PROBLEM TO WORK ON.
Print every record below exactly as written.

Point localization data
:::

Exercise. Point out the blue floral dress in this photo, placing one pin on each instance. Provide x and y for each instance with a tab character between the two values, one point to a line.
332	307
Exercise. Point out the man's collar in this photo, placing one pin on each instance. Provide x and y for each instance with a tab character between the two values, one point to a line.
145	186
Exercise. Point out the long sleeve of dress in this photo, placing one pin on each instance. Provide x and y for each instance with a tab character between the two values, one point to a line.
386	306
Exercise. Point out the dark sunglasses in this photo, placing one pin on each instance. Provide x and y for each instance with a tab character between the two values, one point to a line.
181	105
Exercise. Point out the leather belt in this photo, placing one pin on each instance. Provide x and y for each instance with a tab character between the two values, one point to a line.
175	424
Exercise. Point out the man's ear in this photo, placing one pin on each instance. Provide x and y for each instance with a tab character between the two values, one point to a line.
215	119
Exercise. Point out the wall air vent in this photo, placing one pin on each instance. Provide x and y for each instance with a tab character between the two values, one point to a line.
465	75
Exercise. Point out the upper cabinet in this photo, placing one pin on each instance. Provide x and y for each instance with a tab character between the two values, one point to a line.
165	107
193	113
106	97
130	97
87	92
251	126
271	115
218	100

:::

ANSWER TO THE PROBLEM.
Exercise. Point out the blue floral dress in this photo, placing one pin on each instance. Provide x and y for each instance with a tab character between the two values, one point to a line.
332	307
Exercise. Point out the man's collar in this photo, placing one pin on each instance. Provide x and y for each instance with a tab character between the two values, one point to a line.
145	186
Exercise. Point out the long sleeve of dress in this photo, placing one pin on each instance. Provide x and y for each instance with a tab character between the two values, one point to a line.
386	306
Exercise. Point out the dark sunglasses in this photo, placing one pin on each instance. Provide x and y for each instance with a tab character between the two values, one point to a line.
181	105
Exercise. Point out the leather belt in this photo, placing one pin on each instance. Provide x and y for each instance with a tab character between the two values, one point to a line.
175	424
Exercise. Point out the man's ear in this photo, placing one pin on each instance. Provide x and y for each instance with a tab character between the two values, one point to a line.
215	119
Exercise. Point out the wall air vent in this photo, placing one pin on each instance. Provide x and y for each instance with a tab character between the two values, one point to a line.
465	75
Exercise. Point out the upper cabinet in this photo, placing one pin on each instance. Provide x and y for each instance with a tab character between the two values, one point to a line.
165	107
193	113
106	97
130	97
87	92
251	126
271	115
218	100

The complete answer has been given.